- _Request_:
Find each line in the records that contains the word "snow", and copy every such line in full.

- _Records for this exercise_:
◆ ◆ ◆
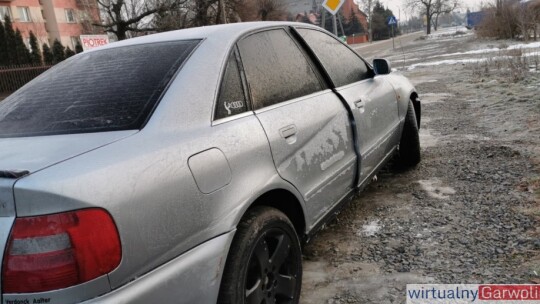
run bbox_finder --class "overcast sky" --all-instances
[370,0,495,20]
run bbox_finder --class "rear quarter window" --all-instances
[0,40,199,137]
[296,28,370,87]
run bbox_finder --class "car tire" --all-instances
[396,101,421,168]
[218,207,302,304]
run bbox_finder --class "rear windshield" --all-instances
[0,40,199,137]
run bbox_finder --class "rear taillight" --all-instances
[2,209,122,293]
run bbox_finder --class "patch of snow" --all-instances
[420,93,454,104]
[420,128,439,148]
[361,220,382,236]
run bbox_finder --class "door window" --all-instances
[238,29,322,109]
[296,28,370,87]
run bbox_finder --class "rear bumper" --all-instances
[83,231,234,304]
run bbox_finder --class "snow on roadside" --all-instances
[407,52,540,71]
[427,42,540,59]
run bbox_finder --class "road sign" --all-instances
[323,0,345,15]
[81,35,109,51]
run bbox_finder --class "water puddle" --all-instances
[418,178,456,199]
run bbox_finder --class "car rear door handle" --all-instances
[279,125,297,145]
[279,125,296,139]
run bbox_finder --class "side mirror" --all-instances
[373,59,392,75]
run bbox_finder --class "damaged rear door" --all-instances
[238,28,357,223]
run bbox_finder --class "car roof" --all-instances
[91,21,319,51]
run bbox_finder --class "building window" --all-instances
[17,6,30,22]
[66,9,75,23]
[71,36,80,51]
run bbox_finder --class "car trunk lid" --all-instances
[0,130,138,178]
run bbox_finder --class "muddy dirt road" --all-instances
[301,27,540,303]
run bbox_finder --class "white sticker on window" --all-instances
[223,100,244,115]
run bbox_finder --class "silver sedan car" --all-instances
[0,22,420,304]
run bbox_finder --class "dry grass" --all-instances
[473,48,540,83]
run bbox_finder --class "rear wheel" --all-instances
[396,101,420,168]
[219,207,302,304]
◆ ◆ ◆
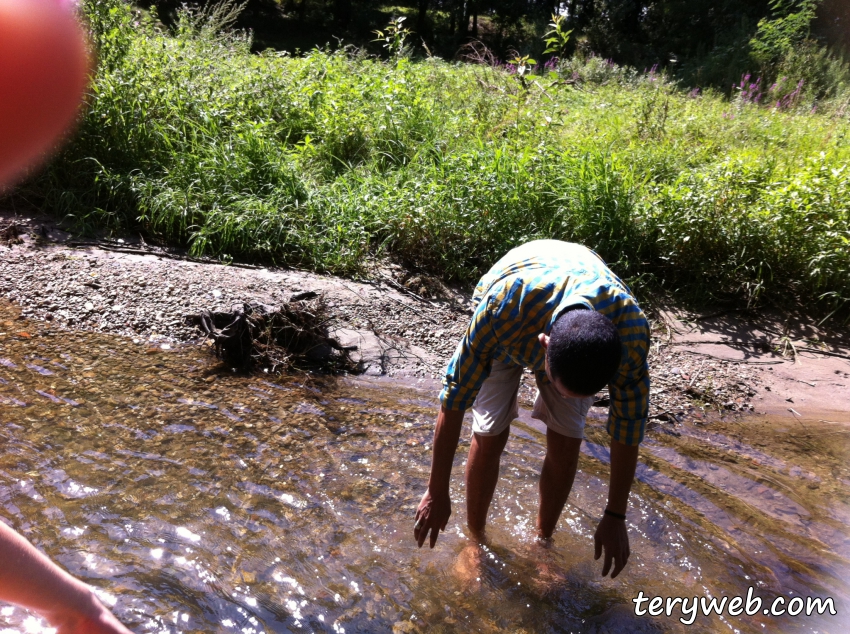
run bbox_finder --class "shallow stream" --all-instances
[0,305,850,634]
◆ ◆ ◆
- _Answer for this exercise_:
run bbox_finder --class "patch of snow" --all-instances
run bbox_finder --class "snow on roadside" --all-instances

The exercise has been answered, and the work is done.